Could you gather every line of the items below that contains the word "palm", matching its case exactly?

**DATASET ROWS**
---

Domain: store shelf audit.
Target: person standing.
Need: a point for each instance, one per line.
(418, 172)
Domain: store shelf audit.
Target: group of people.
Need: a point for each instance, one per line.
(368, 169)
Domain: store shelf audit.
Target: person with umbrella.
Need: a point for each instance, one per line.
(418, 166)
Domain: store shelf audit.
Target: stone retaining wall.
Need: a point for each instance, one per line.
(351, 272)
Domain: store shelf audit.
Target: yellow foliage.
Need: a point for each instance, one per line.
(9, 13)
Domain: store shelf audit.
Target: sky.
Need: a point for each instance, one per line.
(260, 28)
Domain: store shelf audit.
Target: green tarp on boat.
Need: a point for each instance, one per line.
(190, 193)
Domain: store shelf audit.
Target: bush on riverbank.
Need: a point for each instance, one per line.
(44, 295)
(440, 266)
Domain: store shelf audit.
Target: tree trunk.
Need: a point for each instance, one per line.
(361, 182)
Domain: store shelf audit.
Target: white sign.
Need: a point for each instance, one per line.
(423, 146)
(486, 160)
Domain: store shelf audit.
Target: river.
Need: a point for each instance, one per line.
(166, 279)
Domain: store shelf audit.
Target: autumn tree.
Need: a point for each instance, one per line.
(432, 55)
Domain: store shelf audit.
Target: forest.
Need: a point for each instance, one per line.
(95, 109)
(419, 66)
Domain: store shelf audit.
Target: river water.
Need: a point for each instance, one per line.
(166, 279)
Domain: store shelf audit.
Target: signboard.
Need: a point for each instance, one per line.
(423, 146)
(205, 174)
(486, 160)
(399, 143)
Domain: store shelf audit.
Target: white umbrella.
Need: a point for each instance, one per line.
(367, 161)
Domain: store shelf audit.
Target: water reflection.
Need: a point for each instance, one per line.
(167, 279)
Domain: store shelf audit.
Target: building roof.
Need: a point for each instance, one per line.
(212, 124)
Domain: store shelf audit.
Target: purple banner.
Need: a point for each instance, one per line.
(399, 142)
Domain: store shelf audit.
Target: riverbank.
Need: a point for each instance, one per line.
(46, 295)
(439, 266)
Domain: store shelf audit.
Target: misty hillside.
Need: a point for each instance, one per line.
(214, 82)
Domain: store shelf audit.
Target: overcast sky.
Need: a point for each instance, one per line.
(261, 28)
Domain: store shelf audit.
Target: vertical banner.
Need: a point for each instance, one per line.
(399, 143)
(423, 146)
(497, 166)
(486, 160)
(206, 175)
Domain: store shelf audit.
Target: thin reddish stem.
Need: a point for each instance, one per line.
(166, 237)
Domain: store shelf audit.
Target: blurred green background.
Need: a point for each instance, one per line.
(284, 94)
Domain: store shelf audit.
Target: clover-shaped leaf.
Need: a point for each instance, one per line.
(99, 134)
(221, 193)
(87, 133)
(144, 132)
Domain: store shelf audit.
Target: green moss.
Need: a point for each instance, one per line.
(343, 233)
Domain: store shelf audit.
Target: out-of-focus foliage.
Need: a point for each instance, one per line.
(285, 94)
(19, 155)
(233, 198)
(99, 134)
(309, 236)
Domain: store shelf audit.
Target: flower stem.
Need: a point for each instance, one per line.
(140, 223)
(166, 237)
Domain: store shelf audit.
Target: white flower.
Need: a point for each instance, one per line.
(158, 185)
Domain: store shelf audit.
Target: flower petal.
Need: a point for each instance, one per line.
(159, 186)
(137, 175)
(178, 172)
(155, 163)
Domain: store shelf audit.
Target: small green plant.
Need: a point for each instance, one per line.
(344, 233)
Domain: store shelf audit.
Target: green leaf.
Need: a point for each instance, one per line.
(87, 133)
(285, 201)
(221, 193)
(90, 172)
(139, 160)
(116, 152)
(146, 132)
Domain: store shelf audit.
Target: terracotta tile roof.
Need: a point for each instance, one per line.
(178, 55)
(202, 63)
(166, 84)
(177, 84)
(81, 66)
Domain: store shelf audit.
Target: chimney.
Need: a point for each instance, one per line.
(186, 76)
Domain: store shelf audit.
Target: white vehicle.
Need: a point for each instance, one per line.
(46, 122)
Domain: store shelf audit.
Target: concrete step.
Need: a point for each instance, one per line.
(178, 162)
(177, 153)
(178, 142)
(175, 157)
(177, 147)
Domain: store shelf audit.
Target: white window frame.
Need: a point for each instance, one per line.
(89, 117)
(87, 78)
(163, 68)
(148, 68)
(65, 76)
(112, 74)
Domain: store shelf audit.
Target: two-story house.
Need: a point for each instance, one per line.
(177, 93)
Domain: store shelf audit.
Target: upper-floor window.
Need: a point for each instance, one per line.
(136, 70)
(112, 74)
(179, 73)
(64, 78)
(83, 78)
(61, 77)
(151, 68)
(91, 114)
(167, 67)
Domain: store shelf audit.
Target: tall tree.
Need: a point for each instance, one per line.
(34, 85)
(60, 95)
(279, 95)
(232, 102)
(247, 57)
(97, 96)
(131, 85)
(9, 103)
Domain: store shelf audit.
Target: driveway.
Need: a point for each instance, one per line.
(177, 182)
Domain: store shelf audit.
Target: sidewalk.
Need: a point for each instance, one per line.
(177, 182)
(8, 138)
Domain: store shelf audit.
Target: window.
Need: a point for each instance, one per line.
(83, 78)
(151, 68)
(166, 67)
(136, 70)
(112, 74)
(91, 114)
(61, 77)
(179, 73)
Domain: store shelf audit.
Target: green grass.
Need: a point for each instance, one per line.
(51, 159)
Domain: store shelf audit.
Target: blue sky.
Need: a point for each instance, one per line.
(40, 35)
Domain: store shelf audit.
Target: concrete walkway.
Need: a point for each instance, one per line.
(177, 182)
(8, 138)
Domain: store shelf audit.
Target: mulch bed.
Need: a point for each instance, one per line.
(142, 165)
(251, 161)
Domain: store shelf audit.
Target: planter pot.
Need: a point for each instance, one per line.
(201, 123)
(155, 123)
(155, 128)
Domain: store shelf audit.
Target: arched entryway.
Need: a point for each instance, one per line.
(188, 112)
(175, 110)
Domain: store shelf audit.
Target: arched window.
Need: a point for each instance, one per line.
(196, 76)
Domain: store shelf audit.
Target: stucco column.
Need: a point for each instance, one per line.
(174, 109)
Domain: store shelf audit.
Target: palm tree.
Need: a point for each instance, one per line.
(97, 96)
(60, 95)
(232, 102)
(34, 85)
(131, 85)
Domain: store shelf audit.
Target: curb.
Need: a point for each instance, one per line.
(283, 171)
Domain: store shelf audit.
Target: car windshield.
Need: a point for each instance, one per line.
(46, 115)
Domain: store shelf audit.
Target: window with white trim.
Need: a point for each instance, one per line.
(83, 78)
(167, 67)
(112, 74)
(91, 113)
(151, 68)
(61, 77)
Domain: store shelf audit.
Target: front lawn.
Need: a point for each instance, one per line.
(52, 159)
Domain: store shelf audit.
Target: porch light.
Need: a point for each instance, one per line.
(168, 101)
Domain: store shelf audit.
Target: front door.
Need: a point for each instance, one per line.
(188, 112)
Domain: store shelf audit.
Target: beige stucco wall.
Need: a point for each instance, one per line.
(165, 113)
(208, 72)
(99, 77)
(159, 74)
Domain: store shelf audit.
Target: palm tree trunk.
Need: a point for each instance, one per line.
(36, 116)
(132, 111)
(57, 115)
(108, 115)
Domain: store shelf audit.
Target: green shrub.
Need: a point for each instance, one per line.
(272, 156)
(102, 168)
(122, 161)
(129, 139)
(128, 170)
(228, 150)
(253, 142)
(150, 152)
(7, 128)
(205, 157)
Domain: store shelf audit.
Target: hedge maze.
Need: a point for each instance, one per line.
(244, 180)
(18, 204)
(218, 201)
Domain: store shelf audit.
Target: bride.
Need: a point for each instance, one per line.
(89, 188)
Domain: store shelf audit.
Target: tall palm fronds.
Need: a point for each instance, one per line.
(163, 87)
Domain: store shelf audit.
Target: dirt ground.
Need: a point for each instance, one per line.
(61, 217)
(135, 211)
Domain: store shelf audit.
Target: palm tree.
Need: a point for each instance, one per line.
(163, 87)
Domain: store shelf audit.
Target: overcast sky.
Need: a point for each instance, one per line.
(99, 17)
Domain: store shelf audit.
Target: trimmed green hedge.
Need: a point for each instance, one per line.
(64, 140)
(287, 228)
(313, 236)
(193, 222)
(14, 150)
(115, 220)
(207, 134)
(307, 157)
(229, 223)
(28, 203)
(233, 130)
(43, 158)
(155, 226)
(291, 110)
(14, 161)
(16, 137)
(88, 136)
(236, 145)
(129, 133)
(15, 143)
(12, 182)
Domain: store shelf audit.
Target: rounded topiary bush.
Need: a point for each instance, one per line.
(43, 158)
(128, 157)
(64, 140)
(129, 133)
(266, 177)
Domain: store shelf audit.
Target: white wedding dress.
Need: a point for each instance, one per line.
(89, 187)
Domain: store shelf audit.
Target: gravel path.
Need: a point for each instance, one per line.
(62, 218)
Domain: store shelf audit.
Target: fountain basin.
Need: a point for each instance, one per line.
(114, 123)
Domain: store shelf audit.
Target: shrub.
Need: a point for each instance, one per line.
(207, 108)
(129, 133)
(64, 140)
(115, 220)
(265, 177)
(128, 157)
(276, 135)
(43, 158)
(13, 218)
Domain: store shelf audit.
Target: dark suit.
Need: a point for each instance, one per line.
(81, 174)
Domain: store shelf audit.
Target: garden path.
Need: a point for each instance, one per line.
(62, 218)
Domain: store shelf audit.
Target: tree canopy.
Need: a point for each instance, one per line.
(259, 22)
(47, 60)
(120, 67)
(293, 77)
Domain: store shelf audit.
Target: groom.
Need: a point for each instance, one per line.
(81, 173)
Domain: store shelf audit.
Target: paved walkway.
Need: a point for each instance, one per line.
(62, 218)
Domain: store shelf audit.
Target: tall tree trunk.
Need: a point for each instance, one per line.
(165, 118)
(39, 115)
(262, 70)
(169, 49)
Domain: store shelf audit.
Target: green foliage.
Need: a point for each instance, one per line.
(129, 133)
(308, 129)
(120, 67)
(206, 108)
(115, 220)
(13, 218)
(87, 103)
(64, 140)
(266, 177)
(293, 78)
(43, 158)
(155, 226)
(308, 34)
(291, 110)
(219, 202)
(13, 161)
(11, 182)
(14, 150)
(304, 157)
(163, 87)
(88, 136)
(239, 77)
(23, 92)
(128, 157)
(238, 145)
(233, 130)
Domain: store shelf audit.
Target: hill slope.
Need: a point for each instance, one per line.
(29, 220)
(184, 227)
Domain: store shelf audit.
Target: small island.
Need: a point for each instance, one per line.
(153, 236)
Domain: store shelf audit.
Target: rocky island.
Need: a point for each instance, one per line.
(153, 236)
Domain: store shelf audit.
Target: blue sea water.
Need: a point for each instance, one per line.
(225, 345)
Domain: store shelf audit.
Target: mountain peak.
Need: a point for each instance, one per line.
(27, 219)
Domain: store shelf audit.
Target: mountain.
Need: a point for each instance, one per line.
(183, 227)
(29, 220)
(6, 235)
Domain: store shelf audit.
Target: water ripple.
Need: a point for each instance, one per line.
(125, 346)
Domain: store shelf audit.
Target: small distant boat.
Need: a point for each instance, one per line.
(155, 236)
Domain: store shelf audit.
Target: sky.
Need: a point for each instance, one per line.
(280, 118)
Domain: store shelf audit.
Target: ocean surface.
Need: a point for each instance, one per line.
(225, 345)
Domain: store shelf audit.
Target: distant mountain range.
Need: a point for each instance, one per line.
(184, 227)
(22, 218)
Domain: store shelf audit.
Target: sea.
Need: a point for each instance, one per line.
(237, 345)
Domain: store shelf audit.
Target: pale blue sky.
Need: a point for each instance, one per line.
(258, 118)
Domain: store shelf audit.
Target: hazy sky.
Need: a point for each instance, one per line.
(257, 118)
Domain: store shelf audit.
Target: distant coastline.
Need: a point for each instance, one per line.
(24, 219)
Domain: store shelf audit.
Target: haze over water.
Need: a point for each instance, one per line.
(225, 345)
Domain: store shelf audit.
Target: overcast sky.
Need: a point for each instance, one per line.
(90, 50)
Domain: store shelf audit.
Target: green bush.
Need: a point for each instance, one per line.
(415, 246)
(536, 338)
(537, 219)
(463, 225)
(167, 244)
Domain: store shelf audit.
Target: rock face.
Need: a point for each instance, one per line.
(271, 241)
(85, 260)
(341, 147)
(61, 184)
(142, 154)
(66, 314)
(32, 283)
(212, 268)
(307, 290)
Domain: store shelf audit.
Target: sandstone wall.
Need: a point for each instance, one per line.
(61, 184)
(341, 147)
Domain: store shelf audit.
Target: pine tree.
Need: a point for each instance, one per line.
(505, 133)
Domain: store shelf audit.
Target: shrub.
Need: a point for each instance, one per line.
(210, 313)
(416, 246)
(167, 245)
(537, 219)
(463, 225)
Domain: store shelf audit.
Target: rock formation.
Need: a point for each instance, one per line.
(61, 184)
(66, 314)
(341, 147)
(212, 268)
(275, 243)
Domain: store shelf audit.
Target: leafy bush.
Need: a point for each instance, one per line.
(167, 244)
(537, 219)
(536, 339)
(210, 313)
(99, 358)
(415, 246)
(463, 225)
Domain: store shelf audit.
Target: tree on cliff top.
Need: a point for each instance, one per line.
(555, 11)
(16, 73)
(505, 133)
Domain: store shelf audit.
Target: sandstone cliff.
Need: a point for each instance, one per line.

---

**REPLY TO THE EXERCISE**
Target: palm tree.
Target: palm tree trunk.
Target: tall palm fronds.
Target: palm tree.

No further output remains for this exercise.